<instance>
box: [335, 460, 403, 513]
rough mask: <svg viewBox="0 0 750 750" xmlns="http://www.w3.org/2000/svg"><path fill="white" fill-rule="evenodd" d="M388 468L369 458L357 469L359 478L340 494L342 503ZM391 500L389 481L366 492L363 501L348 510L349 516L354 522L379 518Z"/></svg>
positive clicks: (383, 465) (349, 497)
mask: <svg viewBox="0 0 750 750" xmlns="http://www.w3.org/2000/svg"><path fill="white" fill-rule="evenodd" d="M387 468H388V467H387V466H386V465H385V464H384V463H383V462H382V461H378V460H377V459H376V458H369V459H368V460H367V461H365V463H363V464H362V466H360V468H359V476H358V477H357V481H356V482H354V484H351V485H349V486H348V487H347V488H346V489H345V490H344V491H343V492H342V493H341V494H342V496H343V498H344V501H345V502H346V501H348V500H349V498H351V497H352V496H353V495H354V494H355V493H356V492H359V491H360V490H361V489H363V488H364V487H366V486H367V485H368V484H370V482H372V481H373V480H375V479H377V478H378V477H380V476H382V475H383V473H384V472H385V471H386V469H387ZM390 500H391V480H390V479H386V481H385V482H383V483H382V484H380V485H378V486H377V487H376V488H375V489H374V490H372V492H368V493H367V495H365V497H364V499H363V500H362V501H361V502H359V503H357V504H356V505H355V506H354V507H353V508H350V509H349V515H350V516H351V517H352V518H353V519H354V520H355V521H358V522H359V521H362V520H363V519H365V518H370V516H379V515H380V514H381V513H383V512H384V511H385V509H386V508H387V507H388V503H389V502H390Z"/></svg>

● ● ● ●

## YOUR TASK
The records above are to be repeated exactly, in their entirety.

## OUTPUT FOR THIS TASK
<instance>
box: [335, 460, 403, 513]
rough mask: <svg viewBox="0 0 750 750" xmlns="http://www.w3.org/2000/svg"><path fill="white" fill-rule="evenodd" d="M388 468L369 458L357 469L359 478L340 494L342 503ZM391 500L389 481L366 492L363 501L348 510L349 516L354 522L379 518Z"/></svg>
positive clicks: (383, 465) (349, 497)
mask: <svg viewBox="0 0 750 750" xmlns="http://www.w3.org/2000/svg"><path fill="white" fill-rule="evenodd" d="M387 468H388V467H387V466H386V465H385V464H384V463H383V462H382V461H378V460H377V459H376V458H369V459H368V460H367V461H365V463H363V464H362V466H360V468H359V476H358V477H357V481H356V482H354V484H351V485H349V486H348V487H347V488H346V489H345V490H344V491H343V492H342V493H341V494H342V496H343V498H344V501H345V502H346V501H348V500H349V498H351V497H352V496H353V495H354V494H355V493H356V492H359V491H360V490H361V489H363V488H364V487H366V486H367V485H368V484H370V482H372V481H373V480H375V479H377V478H378V477H380V476H382V475H383V473H384V472H385V471H386V469H387ZM390 500H391V480H390V479H386V481H385V482H383V483H382V484H380V485H378V486H377V487H376V488H375V489H374V490H372V492H368V493H367V495H365V497H364V499H363V500H362V501H361V502H359V503H357V504H356V505H355V506H354V507H353V508H350V509H349V515H350V516H351V517H352V518H353V519H354V520H355V521H358V522H359V521H362V520H363V519H365V518H370V516H379V515H380V514H381V513H383V512H384V511H385V509H386V508H387V507H388V503H389V502H390Z"/></svg>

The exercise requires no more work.